▸ Given problem:
Copy the line containing "Note to the class: mark the blurred", then all lines after it up to and including the final line of the material, exactly and without additions.

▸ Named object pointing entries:
#####
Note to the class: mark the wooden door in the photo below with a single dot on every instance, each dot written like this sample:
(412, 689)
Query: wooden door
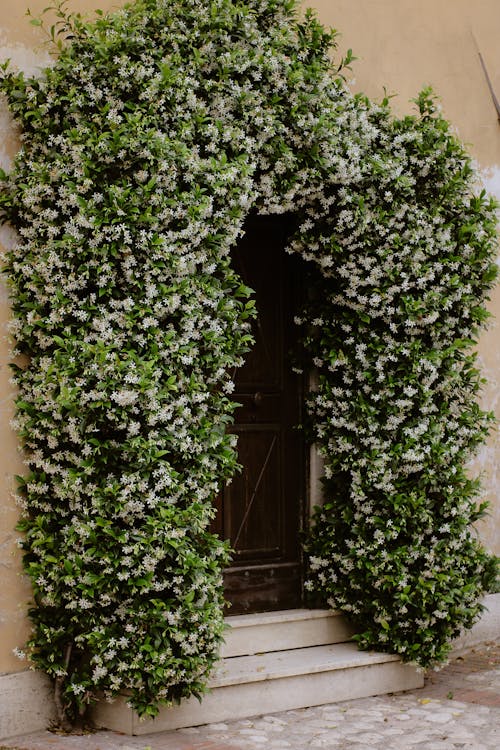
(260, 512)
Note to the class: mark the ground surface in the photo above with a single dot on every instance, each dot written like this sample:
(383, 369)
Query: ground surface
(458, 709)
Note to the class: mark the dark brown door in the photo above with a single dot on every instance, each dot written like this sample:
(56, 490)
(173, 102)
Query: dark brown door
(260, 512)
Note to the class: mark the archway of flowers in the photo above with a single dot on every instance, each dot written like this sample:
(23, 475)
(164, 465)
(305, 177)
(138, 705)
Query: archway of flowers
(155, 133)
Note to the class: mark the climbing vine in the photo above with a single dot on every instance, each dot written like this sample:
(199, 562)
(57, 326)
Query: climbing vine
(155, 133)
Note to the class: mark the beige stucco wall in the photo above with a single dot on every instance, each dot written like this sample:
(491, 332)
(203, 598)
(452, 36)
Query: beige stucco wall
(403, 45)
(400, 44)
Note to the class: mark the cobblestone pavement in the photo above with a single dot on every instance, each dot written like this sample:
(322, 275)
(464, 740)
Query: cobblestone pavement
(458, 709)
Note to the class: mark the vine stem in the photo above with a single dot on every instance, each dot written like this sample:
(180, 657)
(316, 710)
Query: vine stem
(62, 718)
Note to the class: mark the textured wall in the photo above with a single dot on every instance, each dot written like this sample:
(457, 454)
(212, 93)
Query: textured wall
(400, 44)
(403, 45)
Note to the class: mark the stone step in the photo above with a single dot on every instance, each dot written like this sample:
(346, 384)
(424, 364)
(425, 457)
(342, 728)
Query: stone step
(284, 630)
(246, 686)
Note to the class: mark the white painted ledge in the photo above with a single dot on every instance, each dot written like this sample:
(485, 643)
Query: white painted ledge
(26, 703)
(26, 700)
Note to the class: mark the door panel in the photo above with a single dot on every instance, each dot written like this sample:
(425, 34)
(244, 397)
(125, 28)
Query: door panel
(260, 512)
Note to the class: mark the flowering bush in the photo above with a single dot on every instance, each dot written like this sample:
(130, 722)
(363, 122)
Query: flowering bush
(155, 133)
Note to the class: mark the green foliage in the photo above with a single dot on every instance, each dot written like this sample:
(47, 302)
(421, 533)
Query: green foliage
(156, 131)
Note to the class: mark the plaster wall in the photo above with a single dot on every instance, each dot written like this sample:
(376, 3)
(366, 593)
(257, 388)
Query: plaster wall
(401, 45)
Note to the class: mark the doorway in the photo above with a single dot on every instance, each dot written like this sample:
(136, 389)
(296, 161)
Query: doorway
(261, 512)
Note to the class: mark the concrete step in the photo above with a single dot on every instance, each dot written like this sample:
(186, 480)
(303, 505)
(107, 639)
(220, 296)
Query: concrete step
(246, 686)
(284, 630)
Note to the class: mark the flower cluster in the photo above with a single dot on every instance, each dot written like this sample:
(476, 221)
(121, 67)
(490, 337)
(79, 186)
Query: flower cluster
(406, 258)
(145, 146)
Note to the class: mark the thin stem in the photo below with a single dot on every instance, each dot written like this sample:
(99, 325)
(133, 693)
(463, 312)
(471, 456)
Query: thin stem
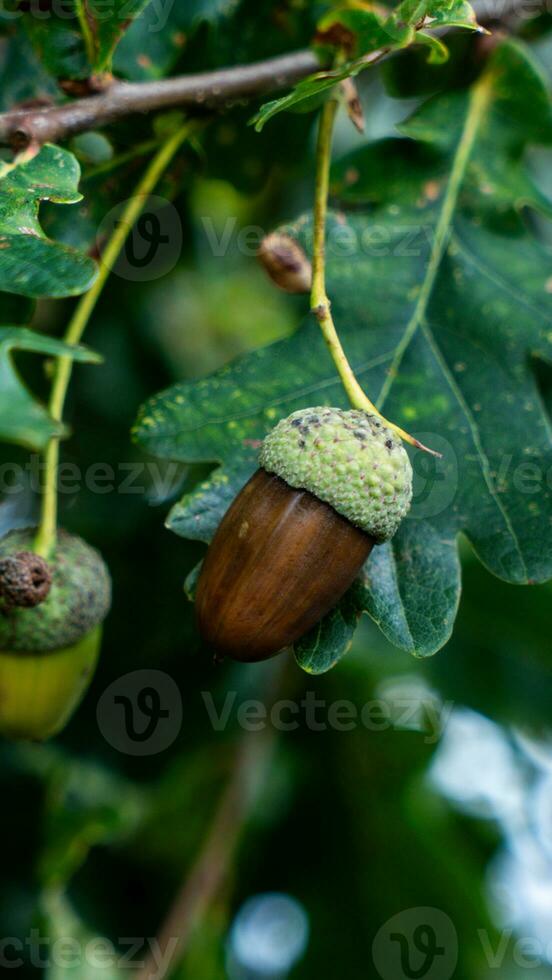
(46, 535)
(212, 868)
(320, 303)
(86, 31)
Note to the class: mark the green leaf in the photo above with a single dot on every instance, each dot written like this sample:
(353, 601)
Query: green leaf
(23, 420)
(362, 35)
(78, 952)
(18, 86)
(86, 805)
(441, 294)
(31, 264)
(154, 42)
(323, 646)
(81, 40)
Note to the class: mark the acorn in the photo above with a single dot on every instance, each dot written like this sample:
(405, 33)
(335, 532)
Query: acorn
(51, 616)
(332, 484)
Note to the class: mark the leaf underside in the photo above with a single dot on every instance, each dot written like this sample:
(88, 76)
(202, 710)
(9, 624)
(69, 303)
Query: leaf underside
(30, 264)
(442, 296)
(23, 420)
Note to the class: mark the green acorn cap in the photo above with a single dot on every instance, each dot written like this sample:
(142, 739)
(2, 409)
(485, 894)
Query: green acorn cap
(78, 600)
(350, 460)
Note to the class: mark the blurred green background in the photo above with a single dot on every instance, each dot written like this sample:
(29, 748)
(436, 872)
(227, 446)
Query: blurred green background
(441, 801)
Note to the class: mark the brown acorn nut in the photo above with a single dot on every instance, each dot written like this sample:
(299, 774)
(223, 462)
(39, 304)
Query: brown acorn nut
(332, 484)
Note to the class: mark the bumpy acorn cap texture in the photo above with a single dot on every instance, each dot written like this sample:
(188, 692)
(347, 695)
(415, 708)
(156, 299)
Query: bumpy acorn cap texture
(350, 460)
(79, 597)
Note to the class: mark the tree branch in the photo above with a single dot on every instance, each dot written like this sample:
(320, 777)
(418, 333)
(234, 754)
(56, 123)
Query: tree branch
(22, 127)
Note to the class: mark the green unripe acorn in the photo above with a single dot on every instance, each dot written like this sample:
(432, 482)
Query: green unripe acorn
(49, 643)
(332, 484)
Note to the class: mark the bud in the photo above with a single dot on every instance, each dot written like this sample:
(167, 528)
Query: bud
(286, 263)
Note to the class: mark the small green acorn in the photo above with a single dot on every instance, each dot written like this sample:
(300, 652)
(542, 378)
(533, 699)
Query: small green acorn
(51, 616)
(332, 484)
#####
▸ Completed exercise:
Note to the class: mark the blurred green background in the photo above with a single dot on every instance, each dot written like this sample:
(29, 748)
(436, 872)
(227, 446)
Query: blurred green background
(441, 801)
Note to the class: mark the brown acorn nut in the photo above with a single dot on every instance, each dot written like this sample:
(299, 774)
(223, 462)
(39, 304)
Query: brown acorn nut
(332, 484)
Note to the class: mark the bumpy acorn cap texture in the photo above with a single dot on every instance, each dot written like this sample:
(188, 692)
(347, 695)
(415, 708)
(156, 299)
Query: bumpy acorn cap texture
(350, 460)
(79, 597)
Note to the class: mark the tree branch in the photo above with a single dot on every instance, each dot written like this sample:
(320, 777)
(418, 333)
(234, 754)
(56, 123)
Query: tree branch
(22, 127)
Note to the class: mark the green unripe acorn in the photo above with a single dot on every instance, each dot written like this sample:
(432, 482)
Query: green unripe acorn
(49, 643)
(332, 484)
Note to the class: mark the bud in the photo above with a single dot on every instance, each dot written like this sample:
(167, 528)
Query: bud
(286, 263)
Note to the class: mark the small green acorn in the photo above with a single dot on every instance, each dot written like this sample:
(300, 652)
(542, 378)
(533, 699)
Query: small green acorn
(51, 616)
(332, 484)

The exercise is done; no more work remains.